THINGS TO DO
1 > From the article on the Austrian border fence plan, copy everything from "May 5, 2016" down to "into the country.".
2 > Answer these questions using the article on the Austrian border fence plan:
(a) On what date was it published?
(b) What did an Austrian presidential candidate compare Merkel and Renzi to?
(c) In which city did Renzi and Merkel hold their joint press conference?

READING PASSAGE
####################

1. Skip to content
  2. Skip to main menu
  3. Skip to more DW sites

Rome, Berlin oppose Vienna's border fence plan

May 5, 2016

Germany and Italy were united in the face of plans from Austria to erect a fence along its Italian border. Tensions rose after an Austrian presidential candidate compared Merkel and Renzi to migrant smugglers.

Italien Rom Merkel und Matteo Renzi
Image: picture-alliance/AP Photo/A. Medichini

German Chancellor Angela Merkel and Italian Prime Minister Matteo Renzi decried on Thursday the "unjustified" proposal from Vienna to erect a fence at Austria's Alpine border with Italy to stem the flow of migrants into the country.

"We expressed our total opposition to, and, in some ways, our shock over the position that has been taken by our Austrian friends," said Renzi at a joint press conference with Merkel in Rome, calling the plan "mistaken" and "anachronistic."

####################

SOURCE MATERIAL

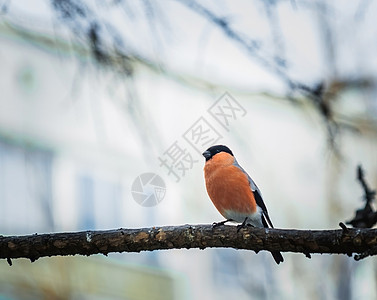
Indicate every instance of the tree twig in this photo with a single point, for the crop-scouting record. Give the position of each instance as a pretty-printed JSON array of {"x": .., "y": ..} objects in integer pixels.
[{"x": 188, "y": 236}]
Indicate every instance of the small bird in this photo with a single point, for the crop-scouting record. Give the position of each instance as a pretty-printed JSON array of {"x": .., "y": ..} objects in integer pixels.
[{"x": 233, "y": 192}]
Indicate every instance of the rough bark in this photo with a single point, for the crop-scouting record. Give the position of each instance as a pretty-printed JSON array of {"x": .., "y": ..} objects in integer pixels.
[{"x": 362, "y": 242}]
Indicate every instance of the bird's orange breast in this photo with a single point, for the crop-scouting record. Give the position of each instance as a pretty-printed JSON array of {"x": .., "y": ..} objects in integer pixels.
[{"x": 228, "y": 186}]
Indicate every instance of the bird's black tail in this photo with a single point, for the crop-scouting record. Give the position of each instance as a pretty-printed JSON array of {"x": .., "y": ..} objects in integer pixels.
[{"x": 277, "y": 256}]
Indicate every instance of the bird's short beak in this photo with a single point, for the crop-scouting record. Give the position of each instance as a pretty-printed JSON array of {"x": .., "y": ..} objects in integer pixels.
[{"x": 206, "y": 154}]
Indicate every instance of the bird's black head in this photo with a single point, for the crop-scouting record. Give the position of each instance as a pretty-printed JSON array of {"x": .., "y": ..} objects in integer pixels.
[{"x": 211, "y": 151}]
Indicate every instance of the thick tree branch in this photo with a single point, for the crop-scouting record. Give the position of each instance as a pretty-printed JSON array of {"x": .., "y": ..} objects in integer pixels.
[{"x": 342, "y": 241}]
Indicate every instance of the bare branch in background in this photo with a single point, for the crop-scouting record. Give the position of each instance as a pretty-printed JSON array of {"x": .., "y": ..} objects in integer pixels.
[{"x": 346, "y": 241}]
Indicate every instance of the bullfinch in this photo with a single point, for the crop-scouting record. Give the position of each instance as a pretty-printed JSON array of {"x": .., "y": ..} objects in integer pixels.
[{"x": 233, "y": 192}]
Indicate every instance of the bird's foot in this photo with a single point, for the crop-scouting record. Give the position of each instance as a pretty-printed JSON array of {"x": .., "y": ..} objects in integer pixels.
[
  {"x": 215, "y": 224},
  {"x": 243, "y": 225}
]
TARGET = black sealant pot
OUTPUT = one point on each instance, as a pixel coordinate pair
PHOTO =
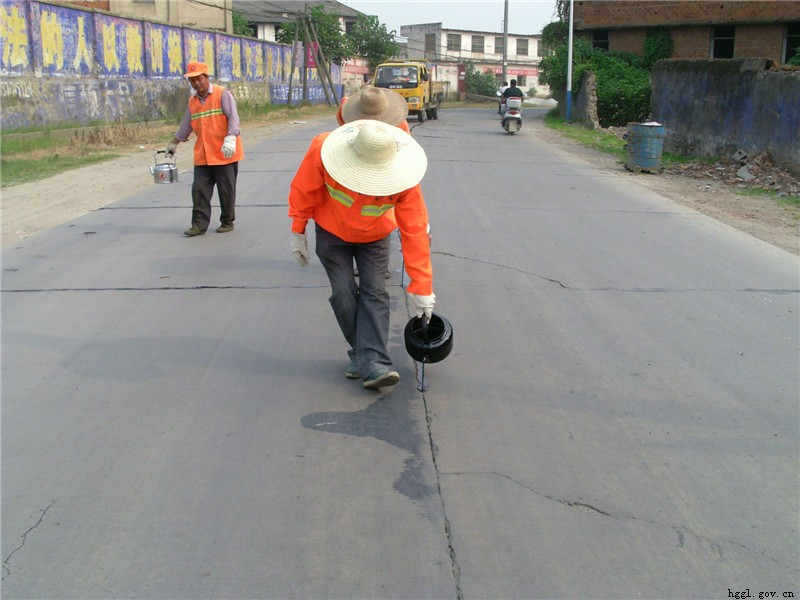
(429, 342)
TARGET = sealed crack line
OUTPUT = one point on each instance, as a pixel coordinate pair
(6, 568)
(502, 266)
(680, 530)
(171, 206)
(174, 288)
(455, 567)
(631, 290)
(448, 528)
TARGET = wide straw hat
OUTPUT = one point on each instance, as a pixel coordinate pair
(193, 69)
(373, 158)
(375, 103)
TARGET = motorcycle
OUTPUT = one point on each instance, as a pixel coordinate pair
(512, 116)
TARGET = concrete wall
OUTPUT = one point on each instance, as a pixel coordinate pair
(713, 108)
(71, 65)
(610, 14)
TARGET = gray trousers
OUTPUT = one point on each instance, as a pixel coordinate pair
(362, 310)
(205, 177)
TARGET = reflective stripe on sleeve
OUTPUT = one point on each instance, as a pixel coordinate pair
(375, 210)
(339, 196)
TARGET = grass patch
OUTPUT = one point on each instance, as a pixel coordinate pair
(599, 140)
(609, 143)
(785, 200)
(36, 153)
(23, 170)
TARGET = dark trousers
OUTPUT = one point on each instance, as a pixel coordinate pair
(205, 177)
(362, 310)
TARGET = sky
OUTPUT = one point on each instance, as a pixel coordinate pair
(524, 17)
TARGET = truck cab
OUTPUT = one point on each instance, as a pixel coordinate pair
(413, 81)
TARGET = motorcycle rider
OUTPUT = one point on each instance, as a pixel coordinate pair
(513, 91)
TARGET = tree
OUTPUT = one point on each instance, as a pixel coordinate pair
(370, 39)
(333, 43)
(484, 84)
(240, 24)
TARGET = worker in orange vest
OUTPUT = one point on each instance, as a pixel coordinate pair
(374, 103)
(358, 183)
(212, 116)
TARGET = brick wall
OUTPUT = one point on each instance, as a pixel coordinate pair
(627, 40)
(759, 40)
(691, 42)
(602, 14)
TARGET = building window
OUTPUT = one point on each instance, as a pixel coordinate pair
(722, 42)
(454, 41)
(541, 50)
(792, 45)
(430, 44)
(600, 39)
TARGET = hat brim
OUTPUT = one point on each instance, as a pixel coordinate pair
(346, 167)
(396, 109)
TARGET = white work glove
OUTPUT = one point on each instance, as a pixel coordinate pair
(299, 247)
(423, 305)
(229, 146)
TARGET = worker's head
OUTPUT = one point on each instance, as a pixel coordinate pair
(373, 158)
(197, 74)
(374, 103)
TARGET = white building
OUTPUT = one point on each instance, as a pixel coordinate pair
(433, 43)
(267, 17)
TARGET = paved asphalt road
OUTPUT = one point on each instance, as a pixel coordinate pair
(619, 416)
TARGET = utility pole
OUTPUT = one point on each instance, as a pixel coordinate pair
(569, 66)
(505, 40)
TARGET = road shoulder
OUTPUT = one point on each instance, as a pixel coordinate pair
(760, 217)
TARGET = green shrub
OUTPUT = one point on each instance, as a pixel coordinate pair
(623, 84)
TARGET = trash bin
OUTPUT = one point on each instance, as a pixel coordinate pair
(645, 144)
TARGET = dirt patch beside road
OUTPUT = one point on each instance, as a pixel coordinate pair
(28, 208)
(760, 216)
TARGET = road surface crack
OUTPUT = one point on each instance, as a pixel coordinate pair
(6, 568)
(502, 266)
(631, 290)
(681, 531)
(455, 567)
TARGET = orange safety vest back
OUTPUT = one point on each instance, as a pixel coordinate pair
(210, 125)
(359, 218)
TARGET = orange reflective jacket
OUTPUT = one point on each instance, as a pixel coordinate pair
(339, 119)
(210, 125)
(359, 218)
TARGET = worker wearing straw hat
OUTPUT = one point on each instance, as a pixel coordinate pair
(358, 183)
(374, 103)
(213, 117)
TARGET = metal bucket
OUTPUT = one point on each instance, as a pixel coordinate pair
(164, 170)
(645, 144)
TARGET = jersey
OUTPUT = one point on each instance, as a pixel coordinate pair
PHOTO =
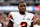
(36, 25)
(21, 20)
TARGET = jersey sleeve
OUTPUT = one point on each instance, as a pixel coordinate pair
(33, 18)
(10, 17)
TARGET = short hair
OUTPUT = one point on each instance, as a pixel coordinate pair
(21, 2)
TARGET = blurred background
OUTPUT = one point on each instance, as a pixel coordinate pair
(6, 6)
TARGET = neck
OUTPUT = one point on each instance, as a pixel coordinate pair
(22, 13)
(38, 24)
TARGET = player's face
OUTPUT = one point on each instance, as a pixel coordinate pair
(22, 7)
(38, 21)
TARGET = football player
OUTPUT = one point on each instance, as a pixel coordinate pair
(37, 23)
(21, 18)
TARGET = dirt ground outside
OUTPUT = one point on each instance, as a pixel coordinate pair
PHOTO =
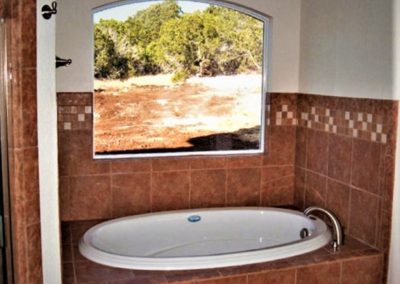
(151, 114)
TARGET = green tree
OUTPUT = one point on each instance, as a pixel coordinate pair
(110, 62)
(161, 38)
(143, 31)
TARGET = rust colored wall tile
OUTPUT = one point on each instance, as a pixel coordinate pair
(75, 155)
(90, 272)
(130, 194)
(29, 106)
(317, 151)
(64, 196)
(16, 119)
(208, 163)
(364, 212)
(28, 34)
(225, 280)
(301, 147)
(365, 270)
(365, 165)
(31, 185)
(207, 188)
(90, 197)
(34, 258)
(319, 274)
(338, 201)
(68, 276)
(171, 164)
(170, 190)
(278, 192)
(300, 188)
(243, 187)
(281, 150)
(244, 162)
(315, 189)
(271, 173)
(273, 277)
(339, 161)
(130, 166)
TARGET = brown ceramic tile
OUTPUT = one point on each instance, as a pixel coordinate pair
(170, 190)
(28, 85)
(34, 255)
(79, 144)
(31, 185)
(16, 123)
(79, 228)
(187, 275)
(384, 230)
(278, 192)
(365, 165)
(90, 197)
(64, 197)
(315, 189)
(28, 36)
(317, 151)
(271, 173)
(66, 233)
(243, 187)
(300, 187)
(338, 201)
(130, 166)
(207, 188)
(77, 256)
(244, 162)
(208, 163)
(66, 253)
(363, 216)
(225, 280)
(319, 274)
(339, 161)
(130, 194)
(68, 274)
(301, 147)
(273, 277)
(144, 280)
(90, 271)
(387, 178)
(364, 270)
(170, 164)
(281, 142)
(74, 99)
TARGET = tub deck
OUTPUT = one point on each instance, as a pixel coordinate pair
(355, 263)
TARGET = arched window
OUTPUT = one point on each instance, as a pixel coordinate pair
(176, 78)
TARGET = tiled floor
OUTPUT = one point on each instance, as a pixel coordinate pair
(355, 262)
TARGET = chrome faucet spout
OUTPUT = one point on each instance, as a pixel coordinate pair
(337, 228)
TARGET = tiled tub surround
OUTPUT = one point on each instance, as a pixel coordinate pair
(356, 263)
(333, 152)
(345, 162)
(98, 189)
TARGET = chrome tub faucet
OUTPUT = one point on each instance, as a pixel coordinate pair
(337, 228)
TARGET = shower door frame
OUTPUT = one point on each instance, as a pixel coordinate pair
(4, 114)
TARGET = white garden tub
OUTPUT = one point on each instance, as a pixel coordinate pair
(206, 238)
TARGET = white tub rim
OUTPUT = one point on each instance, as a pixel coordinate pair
(203, 262)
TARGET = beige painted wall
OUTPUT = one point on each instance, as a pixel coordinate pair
(74, 39)
(346, 48)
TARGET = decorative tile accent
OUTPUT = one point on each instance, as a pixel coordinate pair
(74, 111)
(366, 126)
(285, 116)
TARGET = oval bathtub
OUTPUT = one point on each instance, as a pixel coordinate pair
(204, 238)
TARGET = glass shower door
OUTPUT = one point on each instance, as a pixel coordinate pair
(5, 217)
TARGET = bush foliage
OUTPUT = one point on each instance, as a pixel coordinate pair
(163, 39)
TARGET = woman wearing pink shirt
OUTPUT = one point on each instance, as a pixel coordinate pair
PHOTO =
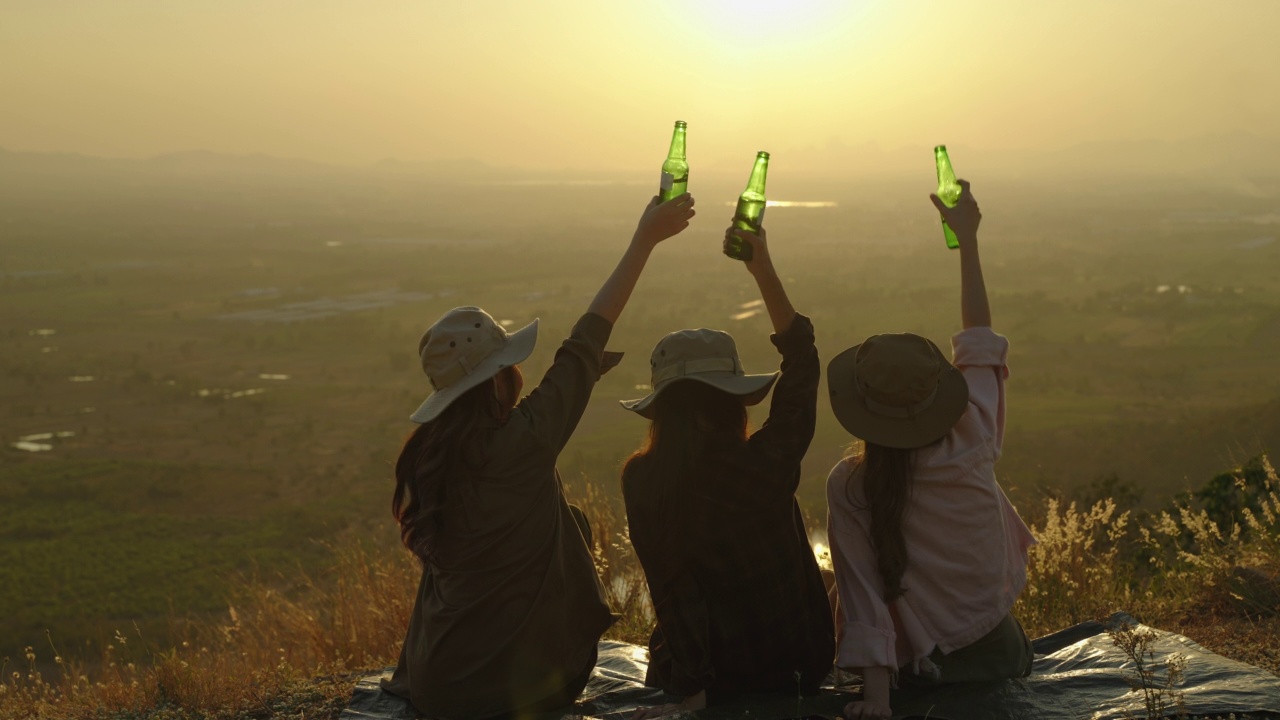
(928, 552)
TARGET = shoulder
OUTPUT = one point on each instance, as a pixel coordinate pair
(841, 474)
(632, 470)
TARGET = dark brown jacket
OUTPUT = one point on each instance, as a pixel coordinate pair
(511, 609)
(739, 597)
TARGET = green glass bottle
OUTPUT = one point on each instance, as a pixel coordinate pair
(949, 191)
(750, 209)
(675, 171)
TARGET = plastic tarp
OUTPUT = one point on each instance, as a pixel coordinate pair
(1078, 673)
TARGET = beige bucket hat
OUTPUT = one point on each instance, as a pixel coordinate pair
(703, 355)
(896, 390)
(464, 349)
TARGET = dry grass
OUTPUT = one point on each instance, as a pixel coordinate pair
(296, 650)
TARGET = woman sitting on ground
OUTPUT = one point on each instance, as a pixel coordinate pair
(510, 607)
(928, 552)
(739, 598)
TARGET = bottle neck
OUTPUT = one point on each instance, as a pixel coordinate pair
(758, 174)
(677, 144)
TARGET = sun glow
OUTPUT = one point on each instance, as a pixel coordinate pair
(745, 21)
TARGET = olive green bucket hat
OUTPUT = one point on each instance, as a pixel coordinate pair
(705, 356)
(464, 349)
(896, 390)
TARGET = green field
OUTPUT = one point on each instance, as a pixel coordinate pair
(251, 350)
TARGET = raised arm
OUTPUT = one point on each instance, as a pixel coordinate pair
(794, 409)
(657, 223)
(964, 219)
(760, 265)
(553, 409)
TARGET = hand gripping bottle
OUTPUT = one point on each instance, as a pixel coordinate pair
(949, 190)
(675, 171)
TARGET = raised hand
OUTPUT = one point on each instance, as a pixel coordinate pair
(760, 259)
(965, 217)
(662, 220)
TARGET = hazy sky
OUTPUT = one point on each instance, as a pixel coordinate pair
(598, 83)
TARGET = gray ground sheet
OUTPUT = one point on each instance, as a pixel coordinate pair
(1078, 673)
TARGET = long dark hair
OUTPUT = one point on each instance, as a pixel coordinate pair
(442, 452)
(689, 419)
(887, 482)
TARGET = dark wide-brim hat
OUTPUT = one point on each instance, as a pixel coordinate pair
(896, 390)
(705, 356)
(464, 349)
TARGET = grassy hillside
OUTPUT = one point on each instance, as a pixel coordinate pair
(298, 654)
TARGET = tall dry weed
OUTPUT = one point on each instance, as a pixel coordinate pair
(1073, 572)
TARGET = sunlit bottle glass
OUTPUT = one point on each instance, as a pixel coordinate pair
(750, 209)
(949, 191)
(675, 171)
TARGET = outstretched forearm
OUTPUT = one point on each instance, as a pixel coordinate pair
(616, 291)
(974, 308)
(657, 223)
(776, 301)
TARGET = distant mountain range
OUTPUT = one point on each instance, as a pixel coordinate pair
(1219, 156)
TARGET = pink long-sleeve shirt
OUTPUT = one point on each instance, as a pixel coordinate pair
(967, 545)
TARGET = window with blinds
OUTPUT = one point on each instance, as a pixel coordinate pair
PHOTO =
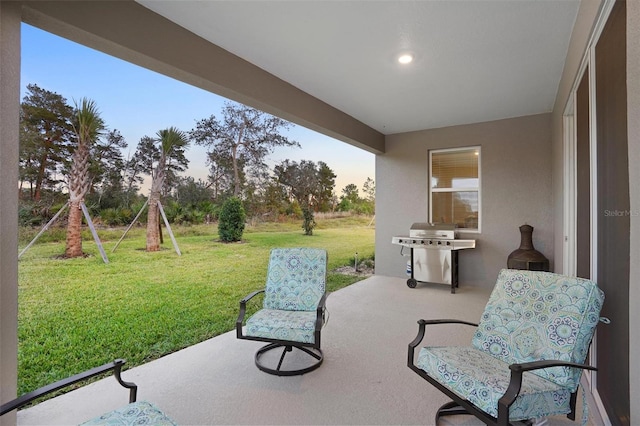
(454, 190)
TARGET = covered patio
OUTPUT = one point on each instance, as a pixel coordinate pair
(364, 378)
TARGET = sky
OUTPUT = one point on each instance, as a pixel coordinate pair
(139, 102)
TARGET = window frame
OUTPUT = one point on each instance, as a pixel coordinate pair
(477, 189)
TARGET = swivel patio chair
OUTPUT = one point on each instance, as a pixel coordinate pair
(134, 413)
(293, 312)
(526, 356)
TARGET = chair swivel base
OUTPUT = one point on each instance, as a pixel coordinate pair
(451, 408)
(315, 355)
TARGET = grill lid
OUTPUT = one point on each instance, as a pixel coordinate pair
(430, 230)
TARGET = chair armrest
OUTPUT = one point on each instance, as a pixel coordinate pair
(515, 382)
(421, 330)
(243, 310)
(115, 366)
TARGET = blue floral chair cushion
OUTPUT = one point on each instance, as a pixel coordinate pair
(296, 326)
(535, 316)
(530, 316)
(295, 279)
(136, 413)
(482, 379)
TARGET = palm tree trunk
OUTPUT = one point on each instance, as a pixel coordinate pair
(74, 229)
(153, 234)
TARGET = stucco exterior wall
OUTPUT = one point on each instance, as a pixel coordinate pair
(9, 112)
(515, 189)
(633, 112)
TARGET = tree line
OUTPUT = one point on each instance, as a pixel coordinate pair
(59, 164)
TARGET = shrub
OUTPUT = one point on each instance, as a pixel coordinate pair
(309, 223)
(231, 220)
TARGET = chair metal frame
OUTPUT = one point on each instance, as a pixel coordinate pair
(460, 405)
(115, 366)
(312, 349)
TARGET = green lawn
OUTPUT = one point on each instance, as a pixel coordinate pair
(79, 313)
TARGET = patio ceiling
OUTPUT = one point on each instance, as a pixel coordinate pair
(474, 61)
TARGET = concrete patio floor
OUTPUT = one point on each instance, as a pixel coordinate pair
(363, 380)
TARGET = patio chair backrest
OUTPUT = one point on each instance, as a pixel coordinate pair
(533, 315)
(296, 279)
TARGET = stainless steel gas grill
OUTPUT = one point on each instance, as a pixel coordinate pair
(433, 252)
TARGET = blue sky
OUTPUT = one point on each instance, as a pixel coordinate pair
(140, 102)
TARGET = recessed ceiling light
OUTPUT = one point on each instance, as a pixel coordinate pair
(405, 58)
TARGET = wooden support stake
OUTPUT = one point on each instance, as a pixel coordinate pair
(130, 225)
(166, 222)
(93, 232)
(53, 219)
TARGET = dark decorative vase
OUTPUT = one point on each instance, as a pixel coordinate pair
(527, 257)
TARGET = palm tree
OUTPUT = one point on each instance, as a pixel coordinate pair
(87, 127)
(169, 140)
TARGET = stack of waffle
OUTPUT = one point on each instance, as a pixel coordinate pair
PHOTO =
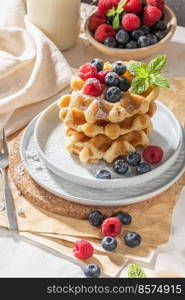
(96, 129)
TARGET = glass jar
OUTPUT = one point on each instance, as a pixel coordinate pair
(58, 19)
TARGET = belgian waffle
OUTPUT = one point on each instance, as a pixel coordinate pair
(95, 109)
(75, 119)
(102, 147)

####################

RESULTS
1 >
May 5, 2016

Germany and Italy were united in the face of plans from Austria to erect a fence along its Italian border. Tensions rose after an Austrian presidential candidate compared Merkel and Renzi to migrant smugglers.

Italien Rom Merkel und Matteo Renzi
Image: picture-alliance/AP Photo/A. Medichini

German Chancellor Angela Merkel and Italian Prime Minister Matteo Renzi decried on Thursday the "unjustified" proposal from Vienna to erect a fence at Austria's Alpine border with Italy to stem the flow of migrants into the country.

2 >
(a) May 5, 2016
(b) Migrant smugglers
(c) Rome